● Your instructions: An exact, complete copy of the data that follows is needed.

● Recorded data:
==================================================
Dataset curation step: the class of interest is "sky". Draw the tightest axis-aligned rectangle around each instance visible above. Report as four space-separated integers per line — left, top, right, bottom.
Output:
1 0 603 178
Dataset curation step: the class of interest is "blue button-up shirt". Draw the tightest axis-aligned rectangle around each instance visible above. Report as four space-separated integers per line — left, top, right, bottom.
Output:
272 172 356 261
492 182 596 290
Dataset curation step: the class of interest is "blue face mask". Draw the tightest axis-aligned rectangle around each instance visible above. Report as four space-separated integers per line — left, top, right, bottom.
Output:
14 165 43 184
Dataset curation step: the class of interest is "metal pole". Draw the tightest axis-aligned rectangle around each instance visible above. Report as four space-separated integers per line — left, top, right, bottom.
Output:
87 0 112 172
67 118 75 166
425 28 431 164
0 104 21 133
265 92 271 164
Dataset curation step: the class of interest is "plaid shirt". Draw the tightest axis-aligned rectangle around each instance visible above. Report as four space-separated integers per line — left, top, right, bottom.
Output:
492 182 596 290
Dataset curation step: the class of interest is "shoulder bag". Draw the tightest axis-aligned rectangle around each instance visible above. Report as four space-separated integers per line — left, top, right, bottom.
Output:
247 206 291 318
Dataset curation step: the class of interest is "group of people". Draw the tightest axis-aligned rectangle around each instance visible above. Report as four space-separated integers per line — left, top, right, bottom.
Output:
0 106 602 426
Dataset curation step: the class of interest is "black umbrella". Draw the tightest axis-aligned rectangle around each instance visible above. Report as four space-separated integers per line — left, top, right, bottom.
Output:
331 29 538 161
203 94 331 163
==================================================
● Solved problem:
Dataset curation step: the class of interest is "sky". Draw the tightest axis-aligned rectangle around each instance visible above. Report as four space-separated integers per line — left, top, right, bottom.
Output:
1 0 603 178
Dataset curation step: the class of interest is "blue button-up shirt". Draw the tightest axis-aligned rectangle around each instance visible above. Report as four space-separated integers per line — left, top, right, bottom.
Output:
272 172 356 261
492 182 596 290
Dataset curation step: the class of interest is "blue face mask". Draw the tightest axis-aligned rectangle around each instance visible above. Report as four space-separated integers per line — left, top, right, bottom.
Output:
14 165 43 184
Dataset curation step: the class of interest is "metal pole". Draw the tightest axis-aligned rectangle around each instance visible above. Report as four space-separated integers per line — left, top, right, bottom.
Output:
87 0 112 172
67 118 75 166
425 28 431 164
0 104 21 133
265 92 271 164
Dataset curation step: the class of interest is "plaid shirt". Draw the tightest axis-aligned rectangle around each instance visible above. Report as four space-separated integers per line — left, top, right, bottom.
Output:
492 182 596 290
Dataset curation step: the class of interest is "shoulder bag". Draw the tightest axis-aligned rectangle around each instance visible above. Report as four space-separated integers per line — left, top, right, bottom.
Output:
247 206 291 318
Dataset curation step: the class of interest is "group of people". Draw the tightest axis-aligned rectangle around each instance visible above. Report as four space-separated integers per line — left, top, right, bottom.
Output:
0 106 602 426
Dataset curation step: the class of interest is "black umbrella". Draw the tightest axis-aligned rectangle around each instance visible above. Report as four space-separated integers per line — left, top, right, bottom.
Output:
331 29 538 161
203 94 331 163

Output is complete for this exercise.